List every line below that contains the word "dark".

### [EXERCISE MATERIALS]
--------------------

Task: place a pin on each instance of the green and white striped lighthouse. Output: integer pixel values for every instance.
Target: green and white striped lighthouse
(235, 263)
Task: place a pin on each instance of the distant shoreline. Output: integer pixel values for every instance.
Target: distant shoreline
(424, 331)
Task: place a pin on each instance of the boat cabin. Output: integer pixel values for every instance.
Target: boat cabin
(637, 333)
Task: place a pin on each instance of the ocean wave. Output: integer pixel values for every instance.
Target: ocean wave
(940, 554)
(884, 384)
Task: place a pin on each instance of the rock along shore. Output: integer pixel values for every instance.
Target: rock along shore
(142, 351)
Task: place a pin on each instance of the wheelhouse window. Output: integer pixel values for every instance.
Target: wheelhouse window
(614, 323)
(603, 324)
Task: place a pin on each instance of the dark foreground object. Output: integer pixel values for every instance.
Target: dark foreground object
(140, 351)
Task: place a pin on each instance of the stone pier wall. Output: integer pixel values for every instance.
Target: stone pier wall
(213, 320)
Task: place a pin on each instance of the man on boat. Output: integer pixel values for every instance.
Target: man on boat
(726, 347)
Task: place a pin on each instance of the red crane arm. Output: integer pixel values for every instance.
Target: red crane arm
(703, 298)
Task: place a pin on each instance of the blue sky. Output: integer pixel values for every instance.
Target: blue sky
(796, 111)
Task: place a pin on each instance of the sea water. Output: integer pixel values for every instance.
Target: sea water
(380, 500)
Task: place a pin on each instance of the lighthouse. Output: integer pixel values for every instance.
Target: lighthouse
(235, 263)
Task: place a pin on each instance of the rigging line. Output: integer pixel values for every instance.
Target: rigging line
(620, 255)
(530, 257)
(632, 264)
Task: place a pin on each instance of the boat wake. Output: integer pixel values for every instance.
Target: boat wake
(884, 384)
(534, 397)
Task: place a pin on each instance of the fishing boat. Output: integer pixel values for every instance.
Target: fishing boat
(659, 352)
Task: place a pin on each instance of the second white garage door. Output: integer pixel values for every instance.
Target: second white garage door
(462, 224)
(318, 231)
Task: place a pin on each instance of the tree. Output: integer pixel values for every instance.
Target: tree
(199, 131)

--------------------

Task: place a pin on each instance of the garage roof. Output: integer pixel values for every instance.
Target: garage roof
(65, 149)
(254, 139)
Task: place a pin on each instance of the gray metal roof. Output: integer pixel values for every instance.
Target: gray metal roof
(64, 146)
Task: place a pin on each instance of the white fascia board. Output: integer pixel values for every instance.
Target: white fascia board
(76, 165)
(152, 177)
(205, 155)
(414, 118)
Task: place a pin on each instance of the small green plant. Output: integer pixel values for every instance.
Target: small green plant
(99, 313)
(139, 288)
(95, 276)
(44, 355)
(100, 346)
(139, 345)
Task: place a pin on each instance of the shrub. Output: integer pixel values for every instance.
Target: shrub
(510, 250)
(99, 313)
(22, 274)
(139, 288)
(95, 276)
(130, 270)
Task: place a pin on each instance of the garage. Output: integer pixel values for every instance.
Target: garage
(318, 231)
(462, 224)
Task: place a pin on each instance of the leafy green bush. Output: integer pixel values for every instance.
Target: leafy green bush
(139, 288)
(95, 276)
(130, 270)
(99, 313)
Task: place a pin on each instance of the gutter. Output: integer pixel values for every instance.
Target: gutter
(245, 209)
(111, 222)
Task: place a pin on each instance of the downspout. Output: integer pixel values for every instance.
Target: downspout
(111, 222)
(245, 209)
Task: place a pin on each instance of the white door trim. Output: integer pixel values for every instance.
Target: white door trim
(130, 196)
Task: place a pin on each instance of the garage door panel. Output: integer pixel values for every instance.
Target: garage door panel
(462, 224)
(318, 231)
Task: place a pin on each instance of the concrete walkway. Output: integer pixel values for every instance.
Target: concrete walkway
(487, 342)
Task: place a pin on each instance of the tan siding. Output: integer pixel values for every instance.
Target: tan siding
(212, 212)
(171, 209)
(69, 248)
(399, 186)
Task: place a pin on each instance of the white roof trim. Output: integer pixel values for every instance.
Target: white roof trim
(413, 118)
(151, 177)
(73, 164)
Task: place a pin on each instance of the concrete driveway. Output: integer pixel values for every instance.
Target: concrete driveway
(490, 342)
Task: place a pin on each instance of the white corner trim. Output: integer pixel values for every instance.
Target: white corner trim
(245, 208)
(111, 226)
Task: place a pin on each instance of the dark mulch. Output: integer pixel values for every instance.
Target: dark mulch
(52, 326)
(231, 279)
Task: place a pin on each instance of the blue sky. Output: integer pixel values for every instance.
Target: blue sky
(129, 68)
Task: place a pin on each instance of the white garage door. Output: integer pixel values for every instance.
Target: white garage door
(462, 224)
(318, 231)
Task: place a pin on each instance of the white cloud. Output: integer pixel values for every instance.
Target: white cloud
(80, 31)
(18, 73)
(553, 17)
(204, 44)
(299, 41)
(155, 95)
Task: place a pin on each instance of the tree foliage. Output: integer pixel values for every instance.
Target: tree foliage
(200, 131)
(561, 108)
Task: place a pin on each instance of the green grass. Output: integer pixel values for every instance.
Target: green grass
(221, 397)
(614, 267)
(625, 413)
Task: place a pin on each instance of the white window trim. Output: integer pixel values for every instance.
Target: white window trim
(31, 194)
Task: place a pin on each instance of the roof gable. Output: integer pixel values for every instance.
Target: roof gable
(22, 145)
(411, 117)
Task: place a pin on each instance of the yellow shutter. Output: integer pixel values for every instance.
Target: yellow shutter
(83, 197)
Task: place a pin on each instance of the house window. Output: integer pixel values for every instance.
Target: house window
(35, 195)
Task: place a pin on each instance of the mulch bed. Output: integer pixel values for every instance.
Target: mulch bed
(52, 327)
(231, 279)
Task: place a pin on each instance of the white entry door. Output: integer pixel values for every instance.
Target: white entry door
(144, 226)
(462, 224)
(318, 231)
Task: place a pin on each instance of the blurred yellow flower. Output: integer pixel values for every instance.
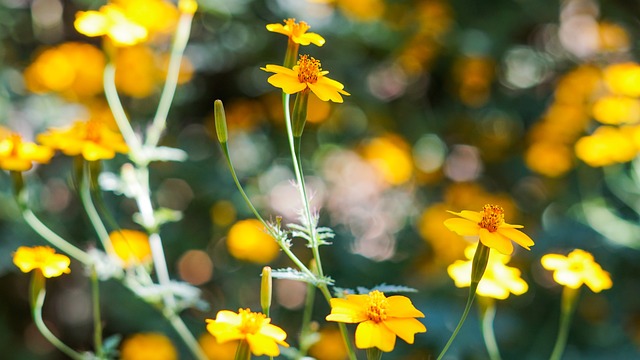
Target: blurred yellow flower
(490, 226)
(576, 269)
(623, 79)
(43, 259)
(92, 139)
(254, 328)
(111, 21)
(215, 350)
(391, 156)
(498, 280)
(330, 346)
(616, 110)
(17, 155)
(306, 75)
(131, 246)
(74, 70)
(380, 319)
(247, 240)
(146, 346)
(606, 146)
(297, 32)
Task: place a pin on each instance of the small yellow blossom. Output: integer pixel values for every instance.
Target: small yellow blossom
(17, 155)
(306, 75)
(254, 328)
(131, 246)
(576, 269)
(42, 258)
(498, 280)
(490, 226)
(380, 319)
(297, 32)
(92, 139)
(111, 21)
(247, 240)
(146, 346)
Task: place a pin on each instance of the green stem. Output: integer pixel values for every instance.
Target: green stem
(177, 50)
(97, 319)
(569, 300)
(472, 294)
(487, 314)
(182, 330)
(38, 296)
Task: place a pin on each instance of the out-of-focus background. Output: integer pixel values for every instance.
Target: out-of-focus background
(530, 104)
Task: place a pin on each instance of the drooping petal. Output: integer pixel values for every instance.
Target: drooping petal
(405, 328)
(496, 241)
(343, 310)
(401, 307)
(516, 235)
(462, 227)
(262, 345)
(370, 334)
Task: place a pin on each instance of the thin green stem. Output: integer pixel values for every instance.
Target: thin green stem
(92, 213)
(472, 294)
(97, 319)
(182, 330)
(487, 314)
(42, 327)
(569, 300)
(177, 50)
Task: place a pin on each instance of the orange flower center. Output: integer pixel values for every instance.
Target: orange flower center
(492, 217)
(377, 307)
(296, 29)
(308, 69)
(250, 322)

--------------------

### [RESULT FOR THIS TASK]
Task: place a pin on each instance of the dark foreground object. Output: integer pixel values for every instance.
Target: dark foreground object
Task: place a pin on each instance of the dark mulch. Output: integer pixel values for every instance.
Target: dark mulch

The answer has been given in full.